## BEGIN The data

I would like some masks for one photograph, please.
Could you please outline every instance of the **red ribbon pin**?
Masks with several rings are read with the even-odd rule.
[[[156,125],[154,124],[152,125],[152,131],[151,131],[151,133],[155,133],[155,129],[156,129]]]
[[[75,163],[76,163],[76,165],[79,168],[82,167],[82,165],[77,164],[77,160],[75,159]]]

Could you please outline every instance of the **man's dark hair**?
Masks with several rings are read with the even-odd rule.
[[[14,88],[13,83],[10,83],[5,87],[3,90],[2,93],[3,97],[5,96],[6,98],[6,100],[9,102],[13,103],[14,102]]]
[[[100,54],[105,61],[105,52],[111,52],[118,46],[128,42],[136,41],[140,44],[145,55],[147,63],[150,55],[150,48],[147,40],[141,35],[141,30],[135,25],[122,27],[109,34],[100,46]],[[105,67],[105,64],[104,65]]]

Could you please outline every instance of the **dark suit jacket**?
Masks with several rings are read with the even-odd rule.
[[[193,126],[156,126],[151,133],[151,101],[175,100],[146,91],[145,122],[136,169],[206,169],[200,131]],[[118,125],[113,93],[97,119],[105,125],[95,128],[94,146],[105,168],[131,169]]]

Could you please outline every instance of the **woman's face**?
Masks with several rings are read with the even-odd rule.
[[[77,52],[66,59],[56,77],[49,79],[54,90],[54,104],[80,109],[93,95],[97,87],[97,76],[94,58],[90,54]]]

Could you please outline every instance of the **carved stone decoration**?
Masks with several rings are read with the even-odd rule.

## END The data

_Directions_
Please rewrite every line of the rows above as a Markdown table with the columns No. and Line, numbering from 1 and leaving out blank lines.

_Task solution_
| No. | Line |
|---|---|
| 1 | I would like some masks for one photograph, please. |
| 2 | Could you please outline every instance of the **red ribbon pin**? |
| 3 | Masks with several rings are read with the even-odd rule. |
| 4 | [[[156,125],[154,124],[152,125],[152,131],[151,131],[151,133],[155,133],[155,129],[156,129]]] |
| 5 | [[[75,163],[76,163],[76,165],[79,168],[82,167],[82,165],[77,164],[77,160],[75,159]]] |
| 6 | Could you please outline every instance of the **man's dark hair**? |
| 7 | Masks with several rings are read with the even-odd rule. |
| 8 | [[[14,88],[13,83],[10,83],[5,87],[3,90],[2,93],[3,97],[5,96],[6,98],[6,100],[9,102],[13,103],[14,102]]] |
| 9 | [[[100,54],[105,61],[105,52],[111,52],[118,46],[128,42],[136,41],[140,44],[145,55],[147,63],[150,55],[150,48],[147,40],[141,35],[141,30],[135,25],[122,27],[109,34],[100,46]],[[105,67],[105,64],[104,65]]] |
| 10 | Could you please outline every instance of the **dark suit jacket**? |
| 11 | Masks with several rings are read with the even-odd rule. |
| 12 | [[[193,126],[156,126],[151,133],[151,101],[175,100],[146,91],[145,122],[136,169],[206,169],[200,131]],[[118,125],[113,93],[97,119],[105,125],[95,128],[94,146],[105,168],[131,169]]] |
| 13 | Could you please outline every instance of the **woman's face**? |
| 14 | Masks with several rings are read with the even-odd rule. |
| 15 | [[[77,52],[66,59],[56,77],[49,79],[54,90],[54,104],[80,109],[93,95],[97,87],[97,76],[94,58],[90,54]]] |
| 16 | Could you please outline every instance of the **carved stone decoration**? |
| 17 | Masks with several rings are read with the even-odd rule. |